[BEGIN]

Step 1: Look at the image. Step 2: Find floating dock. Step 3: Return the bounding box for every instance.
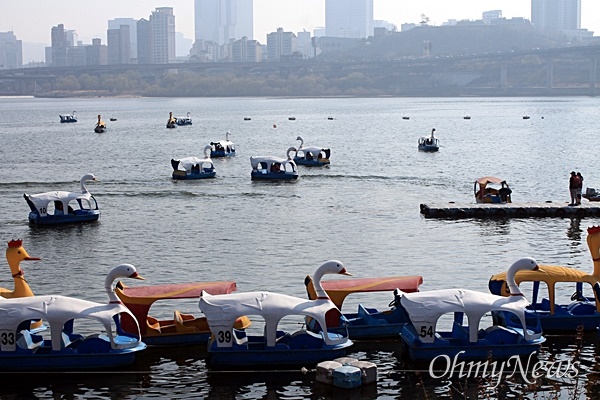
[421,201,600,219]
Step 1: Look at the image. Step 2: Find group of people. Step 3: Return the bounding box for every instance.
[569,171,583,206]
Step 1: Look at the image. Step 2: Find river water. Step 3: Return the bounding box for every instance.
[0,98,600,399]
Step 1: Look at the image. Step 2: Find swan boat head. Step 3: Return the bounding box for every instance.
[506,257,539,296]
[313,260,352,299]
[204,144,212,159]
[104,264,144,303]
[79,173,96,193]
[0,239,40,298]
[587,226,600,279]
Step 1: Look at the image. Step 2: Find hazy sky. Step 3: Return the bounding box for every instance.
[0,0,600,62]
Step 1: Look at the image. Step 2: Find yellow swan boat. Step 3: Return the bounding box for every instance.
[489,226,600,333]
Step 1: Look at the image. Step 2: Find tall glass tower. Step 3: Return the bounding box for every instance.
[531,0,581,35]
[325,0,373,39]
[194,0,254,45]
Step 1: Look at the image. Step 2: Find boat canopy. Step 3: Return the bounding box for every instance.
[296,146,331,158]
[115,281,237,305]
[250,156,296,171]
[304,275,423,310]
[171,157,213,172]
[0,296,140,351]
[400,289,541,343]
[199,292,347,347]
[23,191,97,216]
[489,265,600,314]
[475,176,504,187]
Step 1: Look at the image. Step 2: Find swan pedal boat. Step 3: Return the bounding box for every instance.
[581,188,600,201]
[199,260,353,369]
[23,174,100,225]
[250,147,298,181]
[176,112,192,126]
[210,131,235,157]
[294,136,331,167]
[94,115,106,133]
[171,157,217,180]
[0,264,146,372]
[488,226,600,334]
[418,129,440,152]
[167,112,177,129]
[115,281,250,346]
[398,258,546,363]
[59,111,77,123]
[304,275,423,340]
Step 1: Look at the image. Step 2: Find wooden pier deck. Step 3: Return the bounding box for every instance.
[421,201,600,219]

[END]
[BEGIN]

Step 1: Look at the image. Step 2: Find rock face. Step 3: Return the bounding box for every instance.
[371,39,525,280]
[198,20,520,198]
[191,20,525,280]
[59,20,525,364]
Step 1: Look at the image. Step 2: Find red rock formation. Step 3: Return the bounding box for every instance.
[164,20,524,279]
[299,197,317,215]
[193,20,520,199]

[END]
[BEGIN]

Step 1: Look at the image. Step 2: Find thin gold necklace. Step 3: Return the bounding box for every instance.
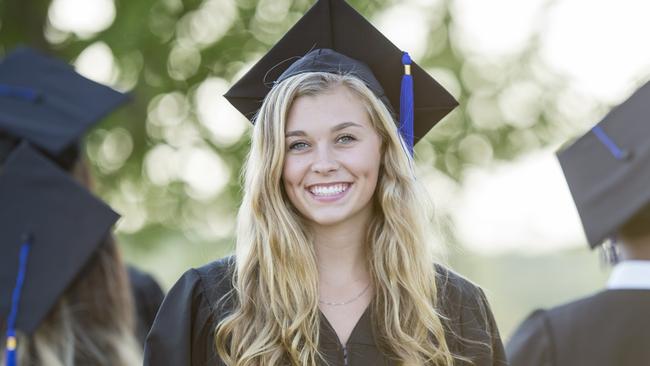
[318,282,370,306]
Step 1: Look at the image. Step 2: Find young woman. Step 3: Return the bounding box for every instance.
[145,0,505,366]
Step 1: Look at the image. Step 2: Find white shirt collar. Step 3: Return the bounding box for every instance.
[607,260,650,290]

[END]

* What is expected *
Add 37 to each bounding box coordinate in everything from the line containing "Step 1: Look at the image. Step 2: Find floating" down to the line containing "[0,98,600,399]", both lines included, and write out all of that data again with the rest of its text unchanged. Leave the pictures out of your answer.

* Task response *
Step 1: Look at the image. Step 2: Find floating dock. Step 3: Return the bounding box for every instance.
[458,238,637,256]
Step 1: Look at the image. Step 2: Find group of people. Step 3: Return the bounding box for every instance.
[606,208,620,243]
Step 1: Look at the image. Step 2: Find river water. Step 3: Return the bounding box for every instance.
[37,135,637,436]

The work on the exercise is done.